---------- ENTRIES SUPPLIED
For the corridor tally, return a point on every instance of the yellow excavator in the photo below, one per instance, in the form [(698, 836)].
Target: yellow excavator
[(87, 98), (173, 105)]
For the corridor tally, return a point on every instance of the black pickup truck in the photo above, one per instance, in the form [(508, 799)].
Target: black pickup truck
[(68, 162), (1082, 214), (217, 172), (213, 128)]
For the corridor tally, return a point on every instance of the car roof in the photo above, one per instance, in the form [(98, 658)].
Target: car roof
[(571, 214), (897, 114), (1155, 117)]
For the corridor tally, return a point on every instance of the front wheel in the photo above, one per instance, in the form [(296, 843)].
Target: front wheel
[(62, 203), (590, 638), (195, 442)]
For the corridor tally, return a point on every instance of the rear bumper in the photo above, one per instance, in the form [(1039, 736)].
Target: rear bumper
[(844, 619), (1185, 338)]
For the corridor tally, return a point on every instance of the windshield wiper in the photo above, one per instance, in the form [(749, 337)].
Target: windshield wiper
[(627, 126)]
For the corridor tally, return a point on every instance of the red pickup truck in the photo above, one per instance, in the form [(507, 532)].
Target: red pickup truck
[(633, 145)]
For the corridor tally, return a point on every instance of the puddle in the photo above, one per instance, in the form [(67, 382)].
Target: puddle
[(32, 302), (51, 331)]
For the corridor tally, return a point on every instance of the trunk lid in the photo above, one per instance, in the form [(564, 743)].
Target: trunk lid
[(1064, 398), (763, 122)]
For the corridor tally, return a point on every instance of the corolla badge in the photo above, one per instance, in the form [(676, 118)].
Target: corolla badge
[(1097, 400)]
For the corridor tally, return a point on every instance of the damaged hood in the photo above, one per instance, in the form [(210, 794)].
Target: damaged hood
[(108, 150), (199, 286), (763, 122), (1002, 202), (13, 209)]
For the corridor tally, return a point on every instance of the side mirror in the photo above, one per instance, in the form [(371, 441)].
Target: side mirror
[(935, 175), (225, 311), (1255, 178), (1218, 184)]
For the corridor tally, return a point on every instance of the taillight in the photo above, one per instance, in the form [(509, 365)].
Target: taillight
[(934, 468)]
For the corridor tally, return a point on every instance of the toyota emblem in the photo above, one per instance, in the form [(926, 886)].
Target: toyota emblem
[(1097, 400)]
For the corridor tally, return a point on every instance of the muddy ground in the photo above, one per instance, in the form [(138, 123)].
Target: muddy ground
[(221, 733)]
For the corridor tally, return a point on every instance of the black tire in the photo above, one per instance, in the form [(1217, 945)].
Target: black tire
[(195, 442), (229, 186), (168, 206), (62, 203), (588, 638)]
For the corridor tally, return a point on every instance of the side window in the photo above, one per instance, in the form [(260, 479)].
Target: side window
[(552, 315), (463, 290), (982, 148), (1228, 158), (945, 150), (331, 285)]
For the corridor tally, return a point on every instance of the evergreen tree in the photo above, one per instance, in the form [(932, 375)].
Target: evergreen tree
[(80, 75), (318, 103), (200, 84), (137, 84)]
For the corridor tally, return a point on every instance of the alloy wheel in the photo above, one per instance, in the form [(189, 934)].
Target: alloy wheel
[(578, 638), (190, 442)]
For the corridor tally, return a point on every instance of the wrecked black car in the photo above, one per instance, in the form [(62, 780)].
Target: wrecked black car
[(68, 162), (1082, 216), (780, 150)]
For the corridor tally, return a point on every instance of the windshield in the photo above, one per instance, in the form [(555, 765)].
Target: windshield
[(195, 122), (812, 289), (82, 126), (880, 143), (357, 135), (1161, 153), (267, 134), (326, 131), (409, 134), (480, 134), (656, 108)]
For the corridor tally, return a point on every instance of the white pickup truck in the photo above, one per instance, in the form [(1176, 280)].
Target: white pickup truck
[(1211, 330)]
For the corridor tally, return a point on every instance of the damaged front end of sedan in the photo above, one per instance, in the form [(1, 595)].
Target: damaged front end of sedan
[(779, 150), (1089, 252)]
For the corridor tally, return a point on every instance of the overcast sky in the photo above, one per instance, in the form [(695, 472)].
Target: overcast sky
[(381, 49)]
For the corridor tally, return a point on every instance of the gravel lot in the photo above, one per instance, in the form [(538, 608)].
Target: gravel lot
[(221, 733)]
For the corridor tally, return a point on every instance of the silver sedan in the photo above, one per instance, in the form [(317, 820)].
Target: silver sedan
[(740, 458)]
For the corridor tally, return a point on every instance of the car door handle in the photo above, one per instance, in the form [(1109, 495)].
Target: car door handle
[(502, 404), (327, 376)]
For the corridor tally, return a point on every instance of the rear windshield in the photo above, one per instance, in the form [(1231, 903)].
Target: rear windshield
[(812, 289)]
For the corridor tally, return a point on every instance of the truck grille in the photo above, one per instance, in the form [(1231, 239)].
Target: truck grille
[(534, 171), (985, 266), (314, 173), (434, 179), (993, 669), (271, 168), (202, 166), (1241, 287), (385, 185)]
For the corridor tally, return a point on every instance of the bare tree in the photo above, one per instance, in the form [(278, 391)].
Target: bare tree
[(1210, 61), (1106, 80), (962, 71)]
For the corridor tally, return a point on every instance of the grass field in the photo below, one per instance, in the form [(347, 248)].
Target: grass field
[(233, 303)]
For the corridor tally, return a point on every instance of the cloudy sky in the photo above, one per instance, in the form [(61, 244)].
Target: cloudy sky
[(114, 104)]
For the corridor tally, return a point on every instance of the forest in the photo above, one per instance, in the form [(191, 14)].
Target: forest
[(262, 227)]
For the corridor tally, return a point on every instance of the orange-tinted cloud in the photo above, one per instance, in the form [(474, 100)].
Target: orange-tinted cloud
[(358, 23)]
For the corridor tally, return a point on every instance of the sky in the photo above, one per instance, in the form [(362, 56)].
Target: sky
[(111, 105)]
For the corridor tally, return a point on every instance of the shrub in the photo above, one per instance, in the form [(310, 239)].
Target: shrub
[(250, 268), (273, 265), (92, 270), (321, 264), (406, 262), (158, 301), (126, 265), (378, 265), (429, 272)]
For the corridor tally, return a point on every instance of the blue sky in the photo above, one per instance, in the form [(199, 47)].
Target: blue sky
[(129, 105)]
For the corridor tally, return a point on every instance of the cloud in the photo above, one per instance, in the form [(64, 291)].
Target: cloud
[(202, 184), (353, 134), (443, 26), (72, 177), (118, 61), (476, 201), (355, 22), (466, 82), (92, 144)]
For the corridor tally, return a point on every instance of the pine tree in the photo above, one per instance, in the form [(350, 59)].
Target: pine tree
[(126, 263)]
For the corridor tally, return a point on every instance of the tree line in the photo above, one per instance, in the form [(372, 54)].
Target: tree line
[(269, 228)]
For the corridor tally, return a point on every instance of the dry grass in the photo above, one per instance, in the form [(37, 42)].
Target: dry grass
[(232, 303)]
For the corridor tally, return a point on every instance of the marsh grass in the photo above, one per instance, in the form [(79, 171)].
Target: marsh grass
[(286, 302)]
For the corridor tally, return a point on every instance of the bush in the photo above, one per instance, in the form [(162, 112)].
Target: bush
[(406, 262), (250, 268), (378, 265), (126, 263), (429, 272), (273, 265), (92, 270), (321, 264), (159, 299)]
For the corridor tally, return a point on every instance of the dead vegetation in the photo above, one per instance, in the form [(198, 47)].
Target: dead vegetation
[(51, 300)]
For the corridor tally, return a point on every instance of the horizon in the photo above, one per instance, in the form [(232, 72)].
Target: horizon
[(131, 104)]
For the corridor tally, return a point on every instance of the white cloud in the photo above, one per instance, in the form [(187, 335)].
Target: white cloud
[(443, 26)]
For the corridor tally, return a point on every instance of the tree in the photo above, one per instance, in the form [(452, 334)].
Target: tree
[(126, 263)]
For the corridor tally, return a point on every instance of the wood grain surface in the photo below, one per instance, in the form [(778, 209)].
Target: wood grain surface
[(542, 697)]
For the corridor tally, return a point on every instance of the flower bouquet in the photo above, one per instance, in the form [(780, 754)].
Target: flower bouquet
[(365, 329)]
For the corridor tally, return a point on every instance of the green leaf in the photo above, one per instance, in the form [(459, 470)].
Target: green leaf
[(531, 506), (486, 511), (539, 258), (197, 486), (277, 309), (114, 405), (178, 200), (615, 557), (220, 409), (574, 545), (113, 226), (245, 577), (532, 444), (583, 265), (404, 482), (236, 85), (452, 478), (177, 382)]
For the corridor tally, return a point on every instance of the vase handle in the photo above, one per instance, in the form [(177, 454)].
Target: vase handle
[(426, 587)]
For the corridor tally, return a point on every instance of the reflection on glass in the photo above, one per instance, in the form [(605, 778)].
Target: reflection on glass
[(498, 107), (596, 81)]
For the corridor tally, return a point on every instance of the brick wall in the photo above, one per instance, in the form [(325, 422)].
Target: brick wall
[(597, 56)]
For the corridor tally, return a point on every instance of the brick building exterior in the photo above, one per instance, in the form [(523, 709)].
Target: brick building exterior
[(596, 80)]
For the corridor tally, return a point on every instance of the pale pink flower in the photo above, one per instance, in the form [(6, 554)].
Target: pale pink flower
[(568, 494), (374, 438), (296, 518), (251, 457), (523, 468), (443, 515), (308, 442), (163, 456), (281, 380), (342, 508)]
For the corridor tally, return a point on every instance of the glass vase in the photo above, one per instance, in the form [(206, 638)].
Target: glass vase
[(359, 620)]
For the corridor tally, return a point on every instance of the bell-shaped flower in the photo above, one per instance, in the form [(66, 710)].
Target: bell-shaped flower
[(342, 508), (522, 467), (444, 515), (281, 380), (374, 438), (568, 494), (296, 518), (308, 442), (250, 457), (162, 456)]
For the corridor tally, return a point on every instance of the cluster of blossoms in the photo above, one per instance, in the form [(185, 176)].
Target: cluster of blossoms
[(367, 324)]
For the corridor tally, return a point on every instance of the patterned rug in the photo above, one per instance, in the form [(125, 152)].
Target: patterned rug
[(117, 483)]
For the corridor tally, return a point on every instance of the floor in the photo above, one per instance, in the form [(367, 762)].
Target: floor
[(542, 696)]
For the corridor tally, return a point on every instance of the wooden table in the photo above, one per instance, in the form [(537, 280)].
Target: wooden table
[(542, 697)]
--------------------
Output only the lines running from the line with "form [(206, 638)]." through the final line of the data, inclusive.

• TASK ANSWER:
For the corridor tally, return a point on every instance of the glass vase in the photo above, one per instance, in the form [(206, 638)].
Target: glass vase
[(359, 620)]
For the corridor tally, return a point on every instance of the bell-shaped flower in the photo above, one per instance, in the form [(66, 710)].
Target: bell-shaped flower
[(342, 508), (522, 467), (444, 515), (281, 380), (374, 438), (568, 494), (296, 518), (308, 442), (250, 457), (162, 456)]
For the corridor tally, return a point on every instance of the cluster of blossoms in the photo above, one per instance, in the form [(185, 176)].
Target: cluster of blossoms
[(367, 324)]
For the corridor tally, return a point on every instance of the patterned rug in the photo above, one per instance, in the form [(125, 152)].
Target: patterned rug
[(117, 483)]
For the corridor tally, return a point on every instance of the floor in the photo above, one per instance, in the form [(367, 762)].
Target: floor
[(542, 696)]
For the corridor tally, return a point on every instance of the wooden table in the photo above, one per instance, in the form [(537, 280)].
Target: wooden table
[(542, 697)]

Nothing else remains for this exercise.